** Start of DATA SHOWN **

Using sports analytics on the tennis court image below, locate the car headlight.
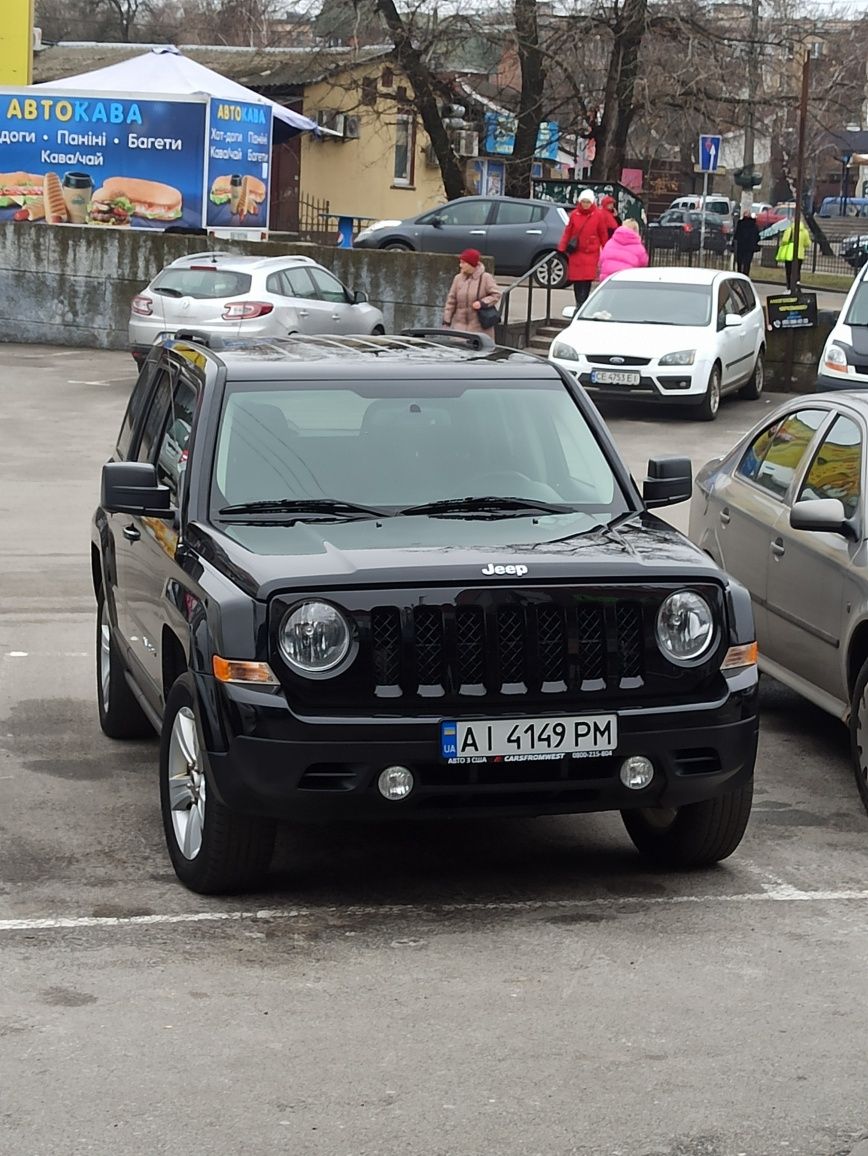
[551,341,579,361]
[823,344,847,373]
[656,590,714,662]
[658,349,696,365]
[279,601,354,677]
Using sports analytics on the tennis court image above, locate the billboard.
[0,0,34,84]
[206,99,272,230]
[0,88,208,229]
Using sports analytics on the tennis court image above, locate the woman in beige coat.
[443,249,500,338]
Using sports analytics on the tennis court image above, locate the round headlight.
[280,602,353,675]
[656,590,714,662]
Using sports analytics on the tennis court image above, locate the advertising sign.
[0,0,34,84]
[765,292,817,329]
[206,99,272,231]
[0,88,207,229]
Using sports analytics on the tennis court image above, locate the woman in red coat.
[557,188,609,307]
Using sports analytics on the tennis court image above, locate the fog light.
[621,755,654,791]
[377,766,414,800]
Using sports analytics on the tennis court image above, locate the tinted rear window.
[151,268,252,298]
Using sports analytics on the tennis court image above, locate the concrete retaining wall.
[0,223,455,349]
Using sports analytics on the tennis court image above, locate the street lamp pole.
[789,52,810,292]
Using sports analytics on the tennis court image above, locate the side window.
[118,365,157,459]
[280,267,317,301]
[435,201,491,225]
[737,409,826,498]
[157,377,196,505]
[496,201,540,224]
[135,368,172,461]
[797,416,862,518]
[310,268,347,305]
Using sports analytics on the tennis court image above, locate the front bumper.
[196,668,758,821]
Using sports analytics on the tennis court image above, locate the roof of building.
[34,42,394,92]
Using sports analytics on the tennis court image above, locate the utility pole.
[789,51,810,292]
[741,0,759,213]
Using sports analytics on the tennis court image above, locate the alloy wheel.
[169,706,206,859]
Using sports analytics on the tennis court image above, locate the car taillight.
[223,301,274,321]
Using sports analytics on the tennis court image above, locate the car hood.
[556,320,706,357]
[186,513,720,600]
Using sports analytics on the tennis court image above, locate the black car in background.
[353,197,567,289]
[647,209,733,253]
[91,332,757,892]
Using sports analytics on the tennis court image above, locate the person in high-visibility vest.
[774,221,810,284]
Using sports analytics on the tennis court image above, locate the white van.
[669,193,736,216]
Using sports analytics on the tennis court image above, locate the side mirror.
[99,461,175,518]
[789,498,855,538]
[641,458,693,510]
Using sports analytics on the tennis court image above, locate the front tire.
[159,673,276,895]
[698,365,720,422]
[850,660,868,810]
[96,591,154,739]
[621,775,754,867]
[534,253,566,289]
[739,349,765,401]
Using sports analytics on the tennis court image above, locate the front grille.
[371,601,645,696]
[587,354,651,365]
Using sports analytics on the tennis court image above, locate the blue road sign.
[699,135,720,172]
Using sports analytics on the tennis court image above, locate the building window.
[362,76,377,104]
[392,112,416,186]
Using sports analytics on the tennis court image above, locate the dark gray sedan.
[690,392,868,809]
[353,197,567,289]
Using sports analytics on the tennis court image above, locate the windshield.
[577,281,711,326]
[212,381,630,523]
[150,266,252,298]
[844,281,868,325]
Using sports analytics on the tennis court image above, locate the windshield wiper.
[217,498,388,518]
[398,496,574,517]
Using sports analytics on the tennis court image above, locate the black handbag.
[476,302,500,329]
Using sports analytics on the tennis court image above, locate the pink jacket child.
[600,221,648,281]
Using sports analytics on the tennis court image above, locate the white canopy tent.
[37,45,320,136]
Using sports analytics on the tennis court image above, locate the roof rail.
[401,329,497,349]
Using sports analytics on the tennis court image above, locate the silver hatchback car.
[129,252,386,361]
[690,392,868,809]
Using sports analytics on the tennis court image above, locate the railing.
[497,253,562,346]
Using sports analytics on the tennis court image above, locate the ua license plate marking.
[440,714,618,762]
[591,369,641,385]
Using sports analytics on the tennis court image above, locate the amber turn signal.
[720,643,759,670]
[212,654,277,686]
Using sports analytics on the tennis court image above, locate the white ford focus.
[549,268,765,421]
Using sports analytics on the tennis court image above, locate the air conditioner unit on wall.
[452,131,480,156]
[317,109,347,136]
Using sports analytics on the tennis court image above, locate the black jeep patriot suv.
[92,332,757,892]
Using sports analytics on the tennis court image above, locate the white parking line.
[0,883,868,932]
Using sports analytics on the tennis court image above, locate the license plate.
[591,369,641,385]
[440,714,618,759]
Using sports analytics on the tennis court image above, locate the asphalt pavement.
[0,346,868,1156]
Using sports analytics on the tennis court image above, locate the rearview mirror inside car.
[789,498,855,538]
[641,458,693,510]
[99,461,175,518]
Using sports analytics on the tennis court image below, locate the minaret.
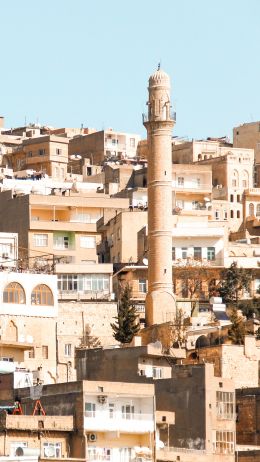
[143,66,176,326]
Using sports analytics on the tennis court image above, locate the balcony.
[58,290,111,301]
[0,414,74,431]
[172,181,212,194]
[30,215,97,233]
[84,411,154,434]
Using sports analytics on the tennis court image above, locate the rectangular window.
[85,403,96,417]
[139,279,146,294]
[43,443,62,459]
[28,348,35,359]
[80,236,96,249]
[108,403,115,419]
[216,391,235,420]
[33,234,48,247]
[58,274,109,293]
[53,234,71,250]
[215,431,234,454]
[122,404,135,419]
[181,247,188,259]
[10,441,28,457]
[194,247,202,260]
[64,343,72,357]
[207,247,216,260]
[153,367,162,379]
[42,345,49,359]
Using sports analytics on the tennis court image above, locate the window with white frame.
[58,274,110,292]
[80,236,96,249]
[33,234,48,247]
[193,247,202,260]
[43,442,61,459]
[216,391,235,420]
[177,176,184,186]
[181,247,188,259]
[214,431,234,454]
[138,279,146,293]
[207,247,216,260]
[53,234,71,250]
[215,210,220,220]
[64,343,72,357]
[122,404,135,419]
[10,441,28,457]
[85,403,96,417]
[153,366,162,379]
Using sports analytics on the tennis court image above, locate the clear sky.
[0,0,260,139]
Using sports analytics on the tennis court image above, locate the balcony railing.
[172,181,212,190]
[142,111,176,123]
[84,410,154,433]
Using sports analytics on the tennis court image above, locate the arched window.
[242,170,249,188]
[31,284,53,306]
[249,202,255,217]
[232,170,239,188]
[3,282,25,304]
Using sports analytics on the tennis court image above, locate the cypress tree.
[111,284,140,343]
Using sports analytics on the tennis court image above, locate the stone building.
[7,380,155,462]
[69,129,140,164]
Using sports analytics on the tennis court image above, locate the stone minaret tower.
[144,68,176,326]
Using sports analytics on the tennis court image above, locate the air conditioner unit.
[87,433,97,443]
[98,395,107,404]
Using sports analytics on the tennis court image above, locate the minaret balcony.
[143,111,176,124]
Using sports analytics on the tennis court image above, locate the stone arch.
[248,202,255,217]
[3,282,26,305]
[232,169,239,187]
[195,335,210,348]
[31,284,54,306]
[4,320,18,342]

** End of DATA SHOWN **

◆ GIVEN PROBLEM: Render every row above as a Markdown table with the columns "Number" and "Line", skipping blank lines and leaving out the pictures.

◆ REPLY:
| Number | Line |
|---|---|
| 1 | Using sports analytics on the tennis court image below, locate the car headlight. |
| 2 | [551,341,579,361] |
| 3 | [823,344,847,373] |
| 4 | [656,590,714,662] |
| 5 | [658,349,696,365] |
| 6 | [279,601,354,677] |
| 7 | Using sports analytics on the tennis court image above, locate the billboard. |
| 8 | [0,0,34,84] |
| 9 | [206,99,272,230] |
| 10 | [0,88,208,229] |
| 11 | Using sports analytics on the tennis court image above, locate the woman in beige coat. |
| 12 | [443,249,500,338] |
| 13 | Using sports analytics on the tennis court image above, locate the round headlight. |
| 14 | [280,602,353,675] |
| 15 | [656,590,714,662] |
| 16 | Using sports analytics on the tennis court image above, locate the advertising sign. |
| 17 | [0,0,34,84] |
| 18 | [765,292,817,329] |
| 19 | [206,99,272,231] |
| 20 | [0,88,207,229] |
| 21 | Using sports analytics on the tennis court image above, locate the woman in red coat. |
| 22 | [557,188,609,307] |
| 23 | Using sports analytics on the tennis court image above, locate the fog light. |
| 24 | [621,755,654,791] |
| 25 | [377,766,414,800] |
| 26 | Using sports analytics on the tennis court image above, locate the tinted rear window. |
| 27 | [151,268,252,298] |
| 28 | Using sports analytics on the tennis court image above, locate the concrete retaining wall. |
| 29 | [0,223,455,349] |
| 30 | Using sports analytics on the tennis court image above, locate the street lamp pole. |
| 31 | [789,52,810,292] |
| 32 | Using sports analytics on the tennis court image above, locate the side window. |
| 33 | [118,365,157,459] |
| 34 | [280,267,317,301] |
| 35 | [435,201,491,225] |
| 36 | [737,409,826,498] |
| 37 | [157,377,196,505] |
| 38 | [496,201,540,224] |
| 39 | [135,368,172,461] |
| 40 | [797,416,862,518] |
| 41 | [310,268,347,305] |
| 42 | Using sports analytics on the tennis court image above, locate the front bumper. |
| 43 | [196,668,758,821] |
| 44 | Using sports analytics on the tennis court image above, locate the roof of building. |
| 45 | [34,42,394,92] |
| 46 | Using sports analytics on the tennis court image above, locate the utility pole. |
| 47 | [789,51,810,292] |
| 48 | [741,0,759,213] |
| 49 | Using sports analytics on the tennis court image above, locate the alloy wheel. |
| 50 | [169,706,206,859] |
| 51 | Using sports analytics on the tennis court image above, locate the car taillight. |
| 52 | [223,301,274,321] |
| 53 | Using sports analytics on the tennis court image above, locate the car hood. |
| 54 | [556,320,706,357] |
| 55 | [186,513,720,600] |
| 56 | Using sports analytics on the tennis court image above, locate the black car in background. |
| 57 | [353,197,567,289] |
| 58 | [647,209,733,253] |
| 59 | [91,332,757,892] |
| 60 | Using sports analytics on the tennis court image above, locate the person in high-visibility vest. |
| 61 | [774,221,810,284] |
| 62 | Using sports analytics on the tennis court image above, locate the white van. |
| 63 | [669,193,736,216] |
| 64 | Using sports analytics on the tennis court image above, locate the side mirror. |
| 65 | [99,461,175,518] |
| 66 | [789,498,855,538] |
| 67 | [641,458,693,510] |
| 68 | Using sports analytics on the tennis court image above, locate the front tire. |
| 69 | [159,673,276,895] |
| 70 | [698,365,720,422] |
| 71 | [850,660,868,810] |
| 72 | [96,591,154,739] |
| 73 | [621,775,754,867] |
| 74 | [534,253,566,289] |
| 75 | [739,349,765,401] |
| 76 | Using sports analytics on the tennis court image above, locate the front grille. |
| 77 | [371,601,645,696] |
| 78 | [587,354,651,365] |
| 79 | Using sports analytics on the tennis court image above, locate the blue road sign. |
| 80 | [699,135,720,172] |
| 81 | Using sports analytics on the tennis court image above, locate the building window. |
| 82 | [362,76,377,104] |
| 83 | [392,112,416,186] |
| 84 | Using sports analytics on the tennis court image above, locate the dark gray sedan. |
| 85 | [690,392,868,809] |
| 86 | [353,197,567,289] |
| 87 | Using sports analytics on the tennis court image above, locate the windshield. |
| 88 | [577,281,711,326] |
| 89 | [212,381,630,523] |
| 90 | [150,266,252,298] |
| 91 | [844,281,868,325] |
| 92 | Using sports analytics on the tennis court image above, locate the windshield wiper. |
| 93 | [217,498,388,518] |
| 94 | [398,496,574,517] |
| 95 | Using sports analytics on the tennis court image above, locate the black handbag. |
| 96 | [476,302,500,329] |
| 97 | Using sports analytics on the tennis court image above, locate the pink jacket child. |
| 98 | [600,221,648,281] |
| 99 | Using sports analytics on the tennis court image above, locate the white canopy tent. |
| 100 | [37,45,320,136] |
| 101 | Using sports analytics on the tennis court image above, locate the roof rail. |
| 102 | [401,329,497,349] |
| 103 | Using sports analytics on the tennis court image above, locate the silver hatchback car. |
| 104 | [129,252,386,361] |
| 105 | [690,392,868,809] |
| 106 | Using sports analytics on the tennis court image above, locate the railing. |
| 107 | [497,253,562,346] |
| 108 | Using sports analytics on the tennis court image above, locate the ua license plate marking. |
| 109 | [440,714,618,762] |
| 110 | [591,369,641,385] |
| 111 | Using sports analytics on the tennis court image above, locate the amber turn signal. |
| 112 | [720,643,759,670] |
| 113 | [212,654,277,686] |
| 114 | Using sports analytics on the tennis court image above, locate the white ford focus. |
| 115 | [549,268,765,421] |
| 116 | Using sports analytics on the tennis court image above, locate the air conditioner unit on wall. |
| 117 | [452,131,480,156] |
| 118 | [317,109,347,136] |
| 119 | Using sports analytics on the tennis court image above, locate the black jeep patriot suv. |
| 120 | [92,332,757,892] |
| 121 | Using sports analytics on the tennis court image above, locate the white parking line. |
| 122 | [0,883,868,932] |
| 123 | Using sports analytics on the tennis court image above, locate the license plate. |
| 124 | [591,369,641,385] |
| 125 | [440,714,618,759] |
| 126 | Using sports analytics on the tennis court image above, locate the asphalt pavement. |
| 127 | [0,346,868,1156] |
| 128 | Using sports analytics on the tennis court image above, locate the rearview mirror inside car. |
| 129 | [789,498,855,538] |
| 130 | [641,458,693,510] |
| 131 | [99,461,175,518] |
| 132 | Using sports analytics on the tennis court image below, locate the minaret. |
| 133 | [143,66,176,326] |
| 134 | Using sports analytics on the tennis court image above, locate the balcony. |
| 135 | [58,290,111,301] |
| 136 | [0,414,74,431] |
| 137 | [172,181,212,194] |
| 138 | [30,215,97,233] |
| 139 | [84,411,154,434] |
| 140 | Using sports analytics on the tennis court image above, locate the rectangular window. |
| 141 | [85,403,96,417] |
| 142 | [139,279,146,294] |
| 143 | [43,443,62,459] |
| 144 | [28,348,35,359] |
| 145 | [80,236,96,249] |
| 146 | [108,403,115,419] |
| 147 | [216,391,235,420] |
| 148 | [33,234,48,247] |
| 149 | [58,274,109,293] |
| 150 | [53,234,71,250] |
| 151 | [215,431,234,454] |
| 152 | [122,404,135,419] |
| 153 | [181,247,188,259] |
| 154 | [10,441,28,457] |
| 155 | [194,247,202,260] |
| 156 | [64,343,72,357] |
| 157 | [207,247,216,260] |
| 158 | [153,367,162,379] |
| 159 | [42,345,49,359] |
| 160 | Using sports analytics on the tennis court image above, locate the window with white frame. |
| 161 | [58,274,110,292] |
| 162 | [80,236,96,249] |
| 163 | [33,234,48,247] |
| 164 | [193,247,202,260] |
| 165 | [43,442,61,459] |
| 166 | [216,391,235,420] |
| 167 | [177,176,184,186] |
| 168 | [181,247,188,259] |
| 169 | [214,431,234,454] |
| 170 | [138,279,146,293] |
| 171 | [207,247,216,260] |
| 172 | [53,234,71,250] |
| 173 | [215,210,220,220] |
| 174 | [64,343,72,357] |
| 175 | [122,404,135,419] |
| 176 | [10,441,28,457] |
| 177 | [85,403,96,417] |
| 178 | [153,366,162,379] |
| 179 | Using sports analytics on the tennis court image above, locate the clear sky. |
| 180 | [0,0,260,139] |
| 181 | Using sports analytics on the tennis court image above, locate the balcony railing. |
| 182 | [172,181,212,190] |
| 183 | [142,111,176,123] |
| 184 | [84,410,154,433] |
| 185 | Using sports analytics on the tennis court image above, locate the arched window. |
| 186 | [242,170,249,188] |
| 187 | [31,284,53,306] |
| 188 | [249,202,255,217] |
| 189 | [232,170,239,188] |
| 190 | [3,282,25,304] |
| 191 | Using sports analytics on the tennis court image above, locate the cypress tree. |
| 192 | [111,284,140,343] |
| 193 | Using sports analytics on the tennis court image above, locate the stone building. |
| 194 | [7,380,155,462] |
| 195 | [69,129,140,164] |
| 196 | Using sports analytics on the tennis court image above, locate the stone minaret tower. |
| 197 | [144,68,176,326] |
| 198 | Using sports analytics on the tennis court image above, locate the air conditioner unit. |
| 199 | [87,433,97,443] |
| 200 | [98,395,107,404] |
| 201 | Using sports analytics on the tennis court image above, locate the minaret balcony. |
| 202 | [143,111,176,124] |
| 203 | Using sports analytics on the tennis court image above, locate the stone arch. |
| 204 | [248,202,255,217] |
| 205 | [3,282,26,305] |
| 206 | [232,169,239,187] |
| 207 | [195,335,210,348] |
| 208 | [31,284,54,306] |
| 209 | [4,320,18,342] |